Nasceu em Buenos Aires em 1948, criou-se em Israel, fez o liceu na Argentina, viveu em sítios longínquos como Taiti. Nos anos 1980 mudou-se para Toronto, no Canadá, e tornou-se cidadão canadiano. De há 10 anos para cá, vive no Sul de França.
As suas primeiras línguas foram o inglês e o alemão e só mais tarde viria o espanhol, explicou Manguel em Lisboa, durante uma conversa pública na semana passada com Francisco José Viegas, no âmbito do Festival Silêncio. “Os meus pais quiseram que eu tivesse uma aia checa de língua alemã que me falasse inglês. Eles, por seu lado, falavam espanhol e francês – o que significa que eu não falei com os meus pais até aos oito anos…” Sentido de humor e simpatia irresistíveis. O eclectismo de Manguel não se limita à geografia e à linguística. Eterno leitor de Homero ou Dante, adora novelas policiais e ficção científica e não alinha nas modas nem nos cânones estabelecidos. “Há grandes obras, que reconheço que são grandes obras, mas que a mim não me interessam.”
Gosta muito de ler na cama e está “sempre a ler”. Todos os dias, antes de tomar o pequeno almoço, lê um canto de “A Divina Comédia” (“é o meu yoga”). Fala dos 40 mil livros que compõem a sua imponente biblioteca, instalada numa ruína medieval restaurada, como se de 40 mil filhos se tratasse (ele próprio tem três, já crescidos).
O ebook, explicou ainda, não é mais do que “uma tábua de argila com mais memória”, acrescentando que – cúmulo da ironia -, depois de termos abandonado os rolos de pergaminho para adoptar o codex com as suas páginas encadernadas, muito mais prático de ler, voltamos… a fazer scroll às páginas nos ecrãs de computador…
Não usa telemóvel, nem Internet, não tem email. Não os acha úteis. Os amigos ofereceram-lhe um site pessoal nos seus 60 anos (
alberto.manguel.com), que “ao que parece, funciona muito bem”. No fundo, a Internet é como uma grande biblioteca – e ele já tem a dele.
A sua obra está toda ela dedicada ao lado maravilhoso da leitura, do acto de ler. A sua paixão pela leitura vem de onde? Nasce-se leitor ou uma pessoa torna-se leitora?
Penso que somos animais leitores. Vimos ao mundo com uma certa consciência de nós próprios e do que nos rodeia e temos a impressão de que tudo nos conta histórias: a paisagem, o rosto dos outros, o céu, em tudo encontramos linguagem. Tentamos desentranhá-la, tentamos lê-la. Nesse sentido, não podemos existir enquanto seres humanos sem a leitura. Inventámos a linguagem escrita, a linguagem oral, para tentarmos comunicar essa experiência do mundo, para nos contarmos histórias e através delas, falar dessa experiência. No meu caso, o conhecimento do mundo passou sempre pelos livros. Tive uma infância um pouco particular: o facto de o meu pai pertencer ao corpo diplomático fez com que viajássemos muito e que eu não tivesse nenhum sítio onde me sentisse em casa. A minha casa estava nos livros. Regressar à noite aos livros que conhecia, abri-los e constatar com imenso alívio que o mesmo conto continuava na mesma página, com a mesma ilustração, dava-me uma certa segurança e um certo sentido do lar.

→ **DADOS**
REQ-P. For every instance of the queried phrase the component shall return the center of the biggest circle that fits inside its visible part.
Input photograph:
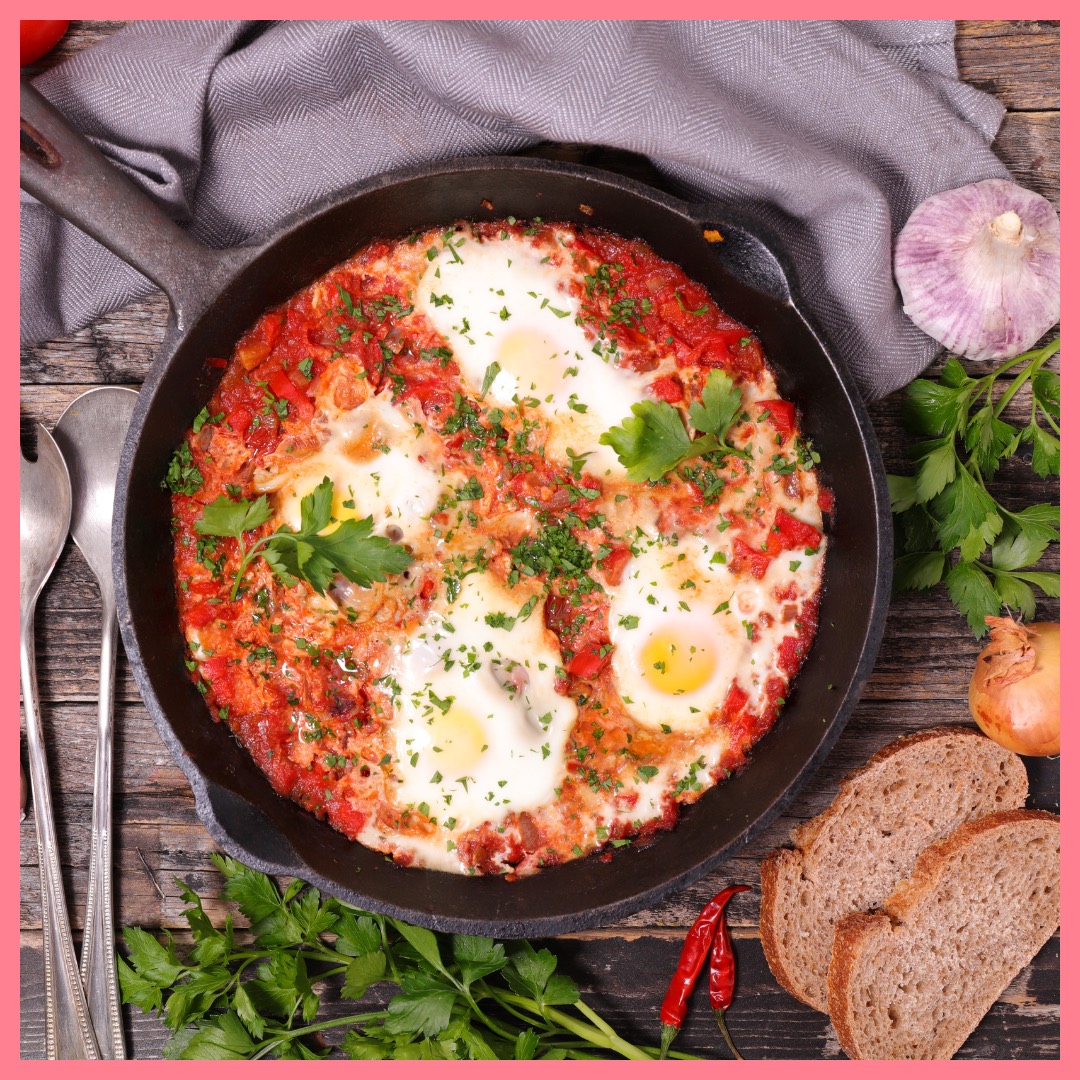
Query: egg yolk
(528, 356)
(675, 662)
(458, 739)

→ **TAREFA A REALIZAR**
Transcreva fielmente o trecho do texto fornecido que começa em "Nasceu em Buenos" e continua até "Sul de França.". Os dados não servem para nada nesta tarefa.

→ **RESULTADO DA TAREFA**
Nasceu em Buenos Aires em 1948, criou-se em Israel, fez o liceu na Argentina, viveu em sítios longínquos como Taiti. Nos anos 1980 mudou-se para Toronto, no Canadá, e tornou-se cidadão canadiano. De há 10 anos para cá, vive no Sul de França.